Text under study =>
* * * * *

Eliminating the Minimum Wage: A Road to Universal Basic Income (UBI)

Eliminating the Minimum Wage: A Road to Universal Basic Income (UBI)

When I was 15, I got a job that paid the minimum wage of $1.15. If the minimum wage had increased with inflation and productivity since 1965, it would have reached approximately $24.00 per hour. This reflects what I believe should be the current standard.

Transitioning to Universal Basic Income

Instead of maintaining the current minimum wage, it would be more beneficial to transition to a Universal Basic Income (UBI) of around $1200 per month. The intent of the minimum wage is to ensure a certain income for people, but it fails to achieve this goal effectively. When someone works less than the required hours, they do not see an improvement in their financial status. Unemployed individuals earn $0 per hour, and businesses often hesitate to hire individuals with low skill levels or part-time workers.

By removing the minimum wage, employers and employees can engage in a more open bidding process for labor. However, workers often find themselves at a disadvantage in these negotiations. A UBI provides a form of leverage, enabling low-skilled workers to offer their labor for a lower wage without the fear of complete financial ruin. For higher-skilled workers, this added leverage allows them to negotiate for better pay or accept lower pay for jobs they are highly passionate about.

Replacing Welfare Programs with UBI

A significant challenge with implementing UBI is the need to replace existing federal welfare programs. The federal government currently spends approximately $2 trillion annually on non-social security or Medicare welfare programs, such as food stamps, EBT, housing, Pell Grants, and more. A UBI would require these programs to be phased out. However, individuals would receive $1200 per month, providing the financial support necessary to address the problems these programs aim to solve.

To offset the costs, UBI should be integrated into the taxable income system. The standard deduction could be set at $14,400, with tax rates structured so that the amount retained from the UBI tapers off as total income increases. This way, the government can recover a significant portion of the funds without creating a situation where individuals lose money. For example, a person who only relies on UBI as income should still benefit from it, but their overall financial situation would improve as their income exceeds that of solely relying on UBI.

* * * * *

(Recorded data)
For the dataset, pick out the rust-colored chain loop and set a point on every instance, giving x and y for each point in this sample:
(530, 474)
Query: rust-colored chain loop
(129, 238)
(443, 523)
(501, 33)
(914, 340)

* * * * *

Questions =>
**a.** Render this sentence from the essay on replacing the minimum wage with a universal basic income into Spanish: "The intent of the minimum wage is to ensure a certain income for people, but it fails to achieve this goal effectively."
**b.** Extend the essay on replacing the minimum wage with a universal basic income, picking up after its final sentence.
The records were taken from a separate source.

Results by task =>
**a.** La intención del salario mínimo es garantizar cierto ingreso a las personas, pero no logra alcanzar este objetivo de manera eficaz.

**b.**
Impacts and Benefits of UBI

A UBI not only helps individuals stay above the poverty line but can also encourage employment. It can help families establish a single-income household, creating a more stable environment for children. With fewer expenses related to day care, more parents can spend time investing in their children's education, even engaging in homeschooling. Maternity leave becomes non-essential, as parents receive financial support during this period. There are numerous potential benefits to UBI that go beyond financial stability, including improved social safety nets tailored to local needs.

By removing the federal government from the welfare equation, UBI allows states, counties, and municipalities to develop their own social safety nets. Homeless shelters could become self-sustaining by charging a small amount for room and board. States would have the freedom to establish universal healthcare programs or adopt alternative models.

Conclusion

Minimum wage policies do not offer the same flexibility or potential benefits as UBI. Over the long term, UBI could be more cost-effective than maintaining the current system. Transitioning to UBI not only ensures financial security for citizens but also promotes employment and family stability, making it a more comprehensive solution for economic and social challenges.